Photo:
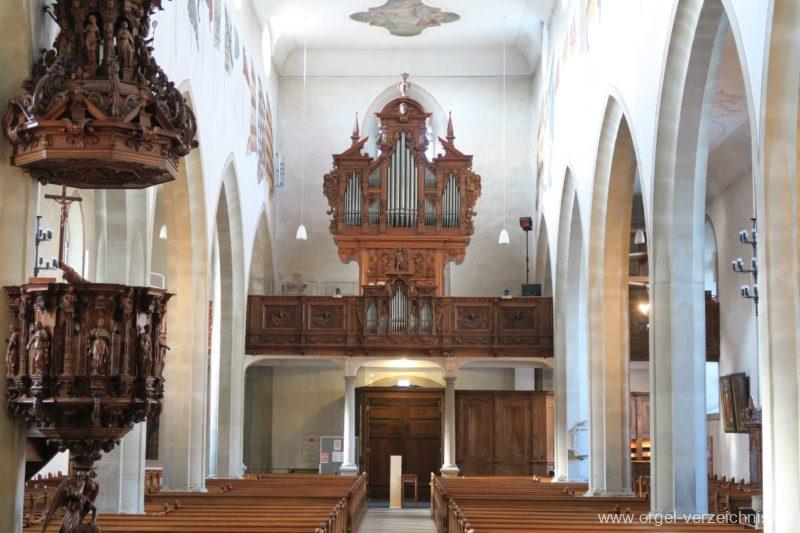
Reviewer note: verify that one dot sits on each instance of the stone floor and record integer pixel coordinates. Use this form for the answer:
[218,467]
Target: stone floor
[397,520]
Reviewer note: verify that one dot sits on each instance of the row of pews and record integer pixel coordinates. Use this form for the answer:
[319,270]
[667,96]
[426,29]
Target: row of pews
[517,504]
[265,504]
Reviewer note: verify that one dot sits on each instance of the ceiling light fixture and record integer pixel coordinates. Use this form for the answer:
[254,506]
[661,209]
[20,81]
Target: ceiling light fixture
[504,238]
[302,234]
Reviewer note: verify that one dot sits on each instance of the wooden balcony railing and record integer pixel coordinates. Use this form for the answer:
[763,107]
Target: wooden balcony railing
[459,326]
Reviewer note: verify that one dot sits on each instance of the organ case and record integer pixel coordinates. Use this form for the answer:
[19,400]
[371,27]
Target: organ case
[401,215]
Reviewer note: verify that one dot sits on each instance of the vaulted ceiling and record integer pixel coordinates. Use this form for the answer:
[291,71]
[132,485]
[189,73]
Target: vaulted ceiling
[350,37]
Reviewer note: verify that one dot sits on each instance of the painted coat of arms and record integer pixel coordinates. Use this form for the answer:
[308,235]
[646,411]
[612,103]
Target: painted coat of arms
[405,18]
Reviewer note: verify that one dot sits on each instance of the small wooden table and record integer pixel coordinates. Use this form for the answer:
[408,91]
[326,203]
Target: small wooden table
[409,479]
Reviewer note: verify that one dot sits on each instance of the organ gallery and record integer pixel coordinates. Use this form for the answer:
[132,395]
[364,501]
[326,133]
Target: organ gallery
[325,267]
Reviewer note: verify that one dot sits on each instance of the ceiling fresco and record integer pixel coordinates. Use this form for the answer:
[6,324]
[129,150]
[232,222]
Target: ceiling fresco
[405,18]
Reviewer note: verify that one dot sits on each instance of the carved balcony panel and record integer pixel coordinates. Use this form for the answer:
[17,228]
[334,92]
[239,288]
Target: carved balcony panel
[84,363]
[97,110]
[381,323]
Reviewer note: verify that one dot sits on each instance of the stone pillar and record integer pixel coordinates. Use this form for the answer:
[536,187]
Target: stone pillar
[120,472]
[17,197]
[349,466]
[121,475]
[450,468]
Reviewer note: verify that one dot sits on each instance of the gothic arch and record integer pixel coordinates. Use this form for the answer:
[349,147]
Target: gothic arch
[571,332]
[229,308]
[779,318]
[677,312]
[182,443]
[262,260]
[612,201]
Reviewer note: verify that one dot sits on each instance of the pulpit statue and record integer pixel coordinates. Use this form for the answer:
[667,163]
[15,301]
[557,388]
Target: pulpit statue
[125,46]
[146,350]
[12,349]
[99,341]
[39,347]
[92,41]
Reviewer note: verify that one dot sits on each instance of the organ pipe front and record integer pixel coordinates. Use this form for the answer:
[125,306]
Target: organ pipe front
[401,215]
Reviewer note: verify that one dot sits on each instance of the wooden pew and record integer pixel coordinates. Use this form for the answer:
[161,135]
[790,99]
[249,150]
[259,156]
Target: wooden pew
[522,504]
[269,504]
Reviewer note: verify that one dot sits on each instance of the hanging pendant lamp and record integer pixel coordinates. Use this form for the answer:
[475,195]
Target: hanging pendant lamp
[302,234]
[504,238]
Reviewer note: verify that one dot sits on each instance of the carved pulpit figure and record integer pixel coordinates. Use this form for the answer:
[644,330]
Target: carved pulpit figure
[162,360]
[99,342]
[125,46]
[39,348]
[146,350]
[92,41]
[12,349]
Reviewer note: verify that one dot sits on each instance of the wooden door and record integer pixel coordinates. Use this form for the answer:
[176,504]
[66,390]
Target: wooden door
[513,430]
[400,422]
[504,432]
[475,435]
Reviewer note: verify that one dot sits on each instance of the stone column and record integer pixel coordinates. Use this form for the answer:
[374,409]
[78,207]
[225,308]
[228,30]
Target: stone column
[121,475]
[349,466]
[120,472]
[449,468]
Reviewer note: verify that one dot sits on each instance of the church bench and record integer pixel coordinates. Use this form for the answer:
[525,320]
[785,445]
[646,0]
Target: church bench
[517,504]
[323,504]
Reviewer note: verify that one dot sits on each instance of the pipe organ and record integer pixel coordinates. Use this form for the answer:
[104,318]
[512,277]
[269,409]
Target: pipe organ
[401,215]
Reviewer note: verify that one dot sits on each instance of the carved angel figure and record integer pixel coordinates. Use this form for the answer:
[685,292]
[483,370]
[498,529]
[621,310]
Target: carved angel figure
[146,350]
[39,347]
[125,46]
[76,495]
[12,349]
[99,342]
[401,259]
[92,40]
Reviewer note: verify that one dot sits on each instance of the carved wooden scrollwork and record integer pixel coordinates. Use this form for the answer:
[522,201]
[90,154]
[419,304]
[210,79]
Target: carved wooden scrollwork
[402,212]
[97,110]
[84,368]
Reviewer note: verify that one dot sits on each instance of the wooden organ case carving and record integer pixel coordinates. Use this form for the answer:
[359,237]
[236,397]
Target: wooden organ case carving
[401,216]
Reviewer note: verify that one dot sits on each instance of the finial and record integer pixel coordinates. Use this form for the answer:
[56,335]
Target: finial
[450,135]
[356,132]
[405,85]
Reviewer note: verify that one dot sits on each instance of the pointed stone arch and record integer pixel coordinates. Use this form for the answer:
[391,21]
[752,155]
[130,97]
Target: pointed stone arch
[571,335]
[677,312]
[778,201]
[181,441]
[612,202]
[228,326]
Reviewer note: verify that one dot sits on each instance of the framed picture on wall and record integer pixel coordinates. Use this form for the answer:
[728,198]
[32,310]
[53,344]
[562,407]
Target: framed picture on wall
[727,407]
[741,396]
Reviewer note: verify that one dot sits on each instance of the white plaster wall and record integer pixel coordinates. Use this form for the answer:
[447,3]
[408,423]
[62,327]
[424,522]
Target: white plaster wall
[306,400]
[625,59]
[476,104]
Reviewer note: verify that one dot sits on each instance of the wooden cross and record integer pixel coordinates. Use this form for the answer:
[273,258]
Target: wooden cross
[65,201]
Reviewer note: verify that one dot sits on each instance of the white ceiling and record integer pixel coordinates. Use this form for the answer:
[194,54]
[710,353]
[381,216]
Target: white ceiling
[360,48]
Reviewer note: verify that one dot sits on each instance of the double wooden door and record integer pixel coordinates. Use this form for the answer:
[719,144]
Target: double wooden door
[504,433]
[399,422]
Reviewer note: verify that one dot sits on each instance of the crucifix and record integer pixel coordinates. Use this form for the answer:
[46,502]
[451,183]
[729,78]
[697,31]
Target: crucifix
[65,201]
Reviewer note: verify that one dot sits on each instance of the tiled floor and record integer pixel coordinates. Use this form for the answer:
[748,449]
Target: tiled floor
[397,521]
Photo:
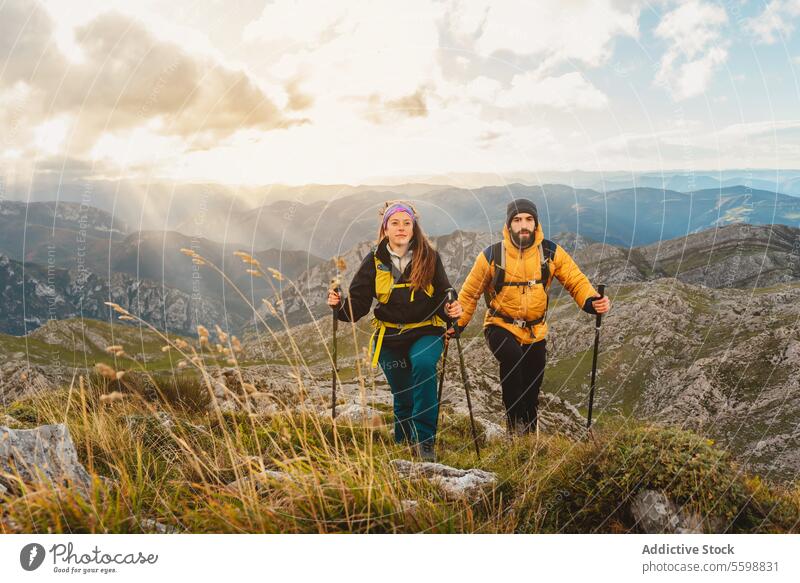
************
Activity ▸
Print every line above once more, exactly. Omit the pictures.

Exercise solution ▸
Photo:
Reviewer note: verify that one dot sits on each instance of the stone floor and record integer pixel coordinates. Use this form for the answer:
[218,467]
Target: stone floor
[397,520]
Reviewer note: verify that one dot sits on each instance of the row of pews and record integer pixel coordinates. Use this form for the answer:
[319,270]
[667,96]
[426,29]
Target: row of pews
[517,504]
[265,504]
Reviewer note: verify that one dot sits on each instance of the ceiling light fixture and record integer pixel coordinates. Use this form for the answer:
[254,506]
[661,209]
[20,81]
Target: ceiling light fixture
[504,238]
[302,234]
Reviewer note: verify that one dot sits on each instance of the wooden balcony railing and record integer pixel coordinates. Use this form for the answer:
[763,107]
Target: wooden balcony railing
[459,326]
Reviewer note: verify that one dot sits on each instance of the organ case and record integer pixel coordinates. Use this form for the answer:
[19,400]
[371,27]
Target: organ case
[401,215]
Reviewer note: verify that one dot sits on each instance of the vaulted ceiling and record integer pixel coordinates. Use this form for the answer:
[291,71]
[132,485]
[189,73]
Target: vaulted ceiling
[350,37]
Reviewer note: verify that one dot sits on each instance of the painted coat of arms and record integer pixel coordinates. Use this form for the answer:
[308,235]
[646,411]
[612,103]
Target: painted coat of arms
[405,18]
Reviewer note: verify that one dot sits on each instance of the small wooden table and record integer pixel coordinates. Use this form for the answer:
[408,91]
[326,203]
Target: small wooden table
[409,479]
Reviewer note: verify that one dot sits on each instance of the organ gallery and record integer pixel coordinates. Use this form for the answer:
[132,395]
[364,501]
[326,133]
Target: organ gallery
[325,267]
Reviewer note: verify that one dot sits on each instance of the ceiling fresco and record integer pixel coordinates. Use this form for the answer:
[6,324]
[129,150]
[232,222]
Target: ceiling fresco
[405,18]
Reviewer note: verify that one dot sits on each instance of the carved balcony panel and record integer pixel coordinates. Use this form for the answer:
[17,228]
[334,92]
[239,288]
Target: carved balcony panel
[84,363]
[97,110]
[381,323]
Reviewer note: verify that one dot sits on each instance of the stone pillar and record integer pixel coordinates. Use this form for the answer:
[536,187]
Target: stone pillar
[120,472]
[17,197]
[349,466]
[121,475]
[450,468]
Reviewer note: verify that one dot sits on each instance of the gothic arch and record integer pixel coordinates. Use this form for the answer:
[349,147]
Target: gothic arch
[571,332]
[229,308]
[779,318]
[677,312]
[182,443]
[262,260]
[612,201]
Reviewer note: verify that one dot sits on each instance of the pulpit statue and record integer pixel coordinates. Use this form for the answer:
[667,163]
[15,301]
[557,388]
Target: pulpit statue
[125,46]
[146,350]
[12,349]
[99,341]
[39,347]
[92,41]
Reviewer note: verify that one dot sits on each instance of the organ pipe front and record integer pixel coordinates. Use this form for the answer:
[125,306]
Target: organ pipe front
[401,215]
Reviewer note: verify that one dot sits on each instance of the wooden pew and record integer pixel coordinates. Use this form for the answer:
[161,135]
[790,99]
[249,150]
[259,156]
Target: wooden pew
[522,504]
[269,504]
Reviewer note: verify that one dot sits on each instance of the hanging pendant lamp and record integer pixel coordinates. Use this form for the answer:
[475,195]
Target: hanging pendant lamp
[302,234]
[504,238]
Reviewer note: verify that one dot sits on each instance of the carved pulpit figure and record integer pixel coordinates. Use this form for the answer:
[644,330]
Target: carved pulpit figure
[162,360]
[99,342]
[125,46]
[39,348]
[146,350]
[92,41]
[12,349]
Reviewer note: verify that one dot sits on each instance of the wooden door and record integer pixel coordinates. Use this form for the answer:
[176,504]
[66,390]
Target: wooden door
[513,430]
[400,422]
[504,432]
[475,435]
Reviewer note: verify that one dot sits on each instance of the stone column and record integer pixel coordinates. Use this form for the answer:
[374,409]
[78,207]
[225,308]
[228,30]
Target: stone column
[121,475]
[349,466]
[120,472]
[449,468]
Reviewer note: verify that one dot sits on each instance of the church bench and record integer pixel coordinates. Use this form for the answer:
[525,320]
[785,445]
[646,0]
Target: church bench
[517,504]
[323,504]
Reviewer note: verify that one dot sits on each instance of the pipe organ and record integer pixel coordinates. Use this form for the answer:
[104,318]
[512,277]
[269,409]
Target: pipe organ
[401,215]
Reviewer note: verify that one dot sits on each instance of the carved angel figure and record integer pixel coordinates. Use this form for the answer:
[685,292]
[483,370]
[498,529]
[621,310]
Target: carved angel figure
[146,350]
[39,347]
[125,46]
[76,495]
[12,349]
[99,342]
[401,259]
[92,40]
Reviewer note: verify that one dot sits on each instance of the carved wooden scrollwork and record integer pixel coordinates. Use this form for the answer:
[522,201]
[90,154]
[419,304]
[210,79]
Target: carved wooden scrollwork
[402,212]
[97,110]
[84,368]
Reviewer note: verify that one dot sits on each instance of the wooden organ case carving and record integer pixel coordinates. Use this form for the answer:
[359,237]
[236,397]
Target: wooden organ case carving
[401,216]
Reviewer note: verify that one dot sits on each instance of the finial and record integer pixel coordinates. Use this form for the answer:
[56,335]
Target: finial
[450,135]
[356,132]
[405,85]
Reviewer note: verify that one dot sits on each instance of the pointed stone arch and record integer pixel coordinates. Use this form for the answer:
[391,21]
[752,155]
[130,97]
Target: pointed stone arch
[571,335]
[677,312]
[778,201]
[181,441]
[612,202]
[228,326]
Reviewer note: verify that one dot sits on each instance of the framed picture on wall and record integer pixel coordinates. Use this form for the answer:
[728,198]
[32,310]
[53,344]
[562,407]
Target: framed picture on wall
[727,407]
[741,396]
Reviewer note: verify that one dot sits on each instance of the white plaster wall and record integer pixel coordinates. Use this form for the answer:
[447,3]
[408,423]
[62,327]
[424,522]
Target: white plaster wall
[306,400]
[625,59]
[476,104]
Reviewer note: verify that one dot sits on each instance of the wooden cross and record integer pixel coordinates. Use this form for the answer:
[273,258]
Target: wooden cross
[65,201]
Reviewer note: verify that one dot sits on each instance of the white ceiling and record integer pixel coordinates. Use this form for the answer:
[194,54]
[710,353]
[381,216]
Target: white ceiling
[360,48]
Reviewer note: verify that one dot sits on each instance of the double wooden door and record integer pixel coordinates. Use this form for the answer:
[719,144]
Target: double wooden door
[504,433]
[399,422]
Reviewer note: verify that one dot sits on each instance of the crucifix and record integer pixel coordinates. Use this form for the answer:
[46,502]
[451,183]
[729,78]
[697,31]
Target: crucifix
[65,201]
Reviewer note: verify that one dot sits on each instance of the tiled floor and record integer pixel coordinates. Use this form for the answer:
[748,449]
Target: tiled floor
[397,521]
Photo:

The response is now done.